**Extrait de texte**:

------------------------

Chattes numéros 1 et 2
Après une année routinière passée à ramener systématiquement
la même souris en peluche à des maîtres qui se forcent parfois à considérer
cette tâche répétitive comme un exploit, vivent comme un traumatisme le
démantèlement progressif de la maison (voir plus bas) et se réfugient à la cave
d’où une bonne heure d’affût sera nécessaire pour les extirper.
Embarquées de force dans le déménagement (voir plus bas),
après une courte période de stress, constatent que l’utilisation d’un fauteuil Louis
XV ou Louis XVI par personne (même s’il s’avère n’être pas d’époque) peut compenser
la disparition d’un canapé partagé.
Enfant numéro 1
Quoi que validant brillamment son master 1 (de droit) à la
Sorbonne, ne peut accéder au master 2 dont on croyait qu’il constituait (de
droit) la suite logique.

------------------------

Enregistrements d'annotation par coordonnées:

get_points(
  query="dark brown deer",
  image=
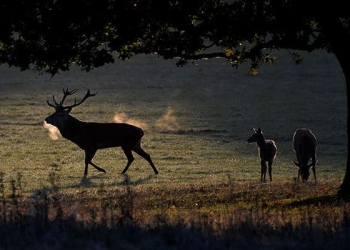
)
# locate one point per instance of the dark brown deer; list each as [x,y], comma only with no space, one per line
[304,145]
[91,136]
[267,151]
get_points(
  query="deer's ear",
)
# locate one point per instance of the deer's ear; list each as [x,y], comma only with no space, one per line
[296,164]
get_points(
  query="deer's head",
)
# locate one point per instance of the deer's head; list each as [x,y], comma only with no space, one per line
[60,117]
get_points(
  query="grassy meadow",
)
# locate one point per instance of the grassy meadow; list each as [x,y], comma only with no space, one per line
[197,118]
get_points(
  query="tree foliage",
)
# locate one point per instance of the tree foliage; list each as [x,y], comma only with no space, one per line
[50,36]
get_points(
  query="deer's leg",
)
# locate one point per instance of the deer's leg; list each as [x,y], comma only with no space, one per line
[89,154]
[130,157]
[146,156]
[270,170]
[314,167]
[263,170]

------------------------

**Tâches**:
1. Selon l'extrait, pourquoi les chattes numéros 1 et 2 finissent-elles par accepter le déménagement ? Répondez en une à trois phrases.
2. D'après l'extrait, dans quel établissement l'enfant numéro 1 a-t-il validé son master 1 de droit ?
3. Prolongez l'extrait à partir de sa dernière phrase.

**Réponses**:
1. Après une courte période de stress, elles constatent qu'avoir un fauteuil Louis XV ou Louis XVI par personne peut compenser la disparition du canapé partagé. Cela vaut même si ce fauteuil n'est pas d'époque.

2. À la Sorbonne.

3.
Après quelques tentatives en régions (de Nanterre à
Montpellier et de Nantes à Montaigu) et après avoir écarté une forte tentation
suisse, choisit de s’expatrier en la belle ville du pont des soupirs et des
bateaux qu’on manœuvre un canotier sur le tête : Cambridge (il y avait un
piège), ville aux trente et un collèges,
traversée par la rivière Cam (d’où le nom) et des myriades de bicyclettes
montées par des étudiants dont la distraction favorite après les cours est de
dégommer le touriste distrait. Dans cet environnement cosmopolite, fait enfin le
dur apprentissage de la vraie vie estudiantine.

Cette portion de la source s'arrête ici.